**Reading passage**

-- -- --

For me, at first things would just stop (back to black as it were), then they
would slowly slide out of my field of view and any head motion would cause
them to stop. But eventually, like balancing, once I got to the point where I
got it started, I could keep it going for a while. At this point if I can keep
it going for several (say 6 or 7) minutes I'll find myself asleep (which I
recognize by waking up). Only on a few occasions have remained as lucid as
Feynman describes while actually dreaming.

------
orf
Woah, I experienced this a lot when I was younger. I never knew it had a name.
Before I went to sleep I would see all kinds of crazy patterns and colours,
sort of like blurry fractals I guess. Level 3 describes it well, but I
wouldn't say I spent a long time concentrating and I definitely hadn't taken
any psychedelics at that young age.

After a period of time a small spinning... twitch... would appear at the very
centre of my vision, the best way to describe it would be a spasm of small
lines. Anyone else experienced this?

-- -- --

**Instruction A**
Turn the paragraph in the forum excerpt that begins "Woah, I experienced this a lot" into a short bulleted list that keeps its main facts.
**Instruction B**
In the forum excerpt, how does the first writer recognize having fallen asleep?
The records aren't needed for this work.

**Dataset extract**
-- -- --

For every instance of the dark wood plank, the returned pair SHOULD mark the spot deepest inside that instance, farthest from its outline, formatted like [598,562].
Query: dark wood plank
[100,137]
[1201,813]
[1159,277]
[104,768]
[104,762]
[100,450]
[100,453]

-- -- --

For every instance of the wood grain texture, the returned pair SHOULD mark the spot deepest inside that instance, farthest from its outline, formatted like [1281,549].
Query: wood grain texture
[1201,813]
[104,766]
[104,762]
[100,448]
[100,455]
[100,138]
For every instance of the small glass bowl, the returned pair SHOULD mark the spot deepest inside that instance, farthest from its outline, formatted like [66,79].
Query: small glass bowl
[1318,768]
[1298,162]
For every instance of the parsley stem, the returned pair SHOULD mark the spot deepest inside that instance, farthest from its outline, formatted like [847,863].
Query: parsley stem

-- -- --

**Output A**
- The writer experienced this often when younger and never knew it had a name.
- Before falling asleep, the writer saw many wild patterns and colors, somewhat like blurry fractals.
- Level 3 describes it well.
- However, the writer did not spend a long time concentrating.
- The writer had not taken any psychedelics at that young age.

**Output B**
By waking up.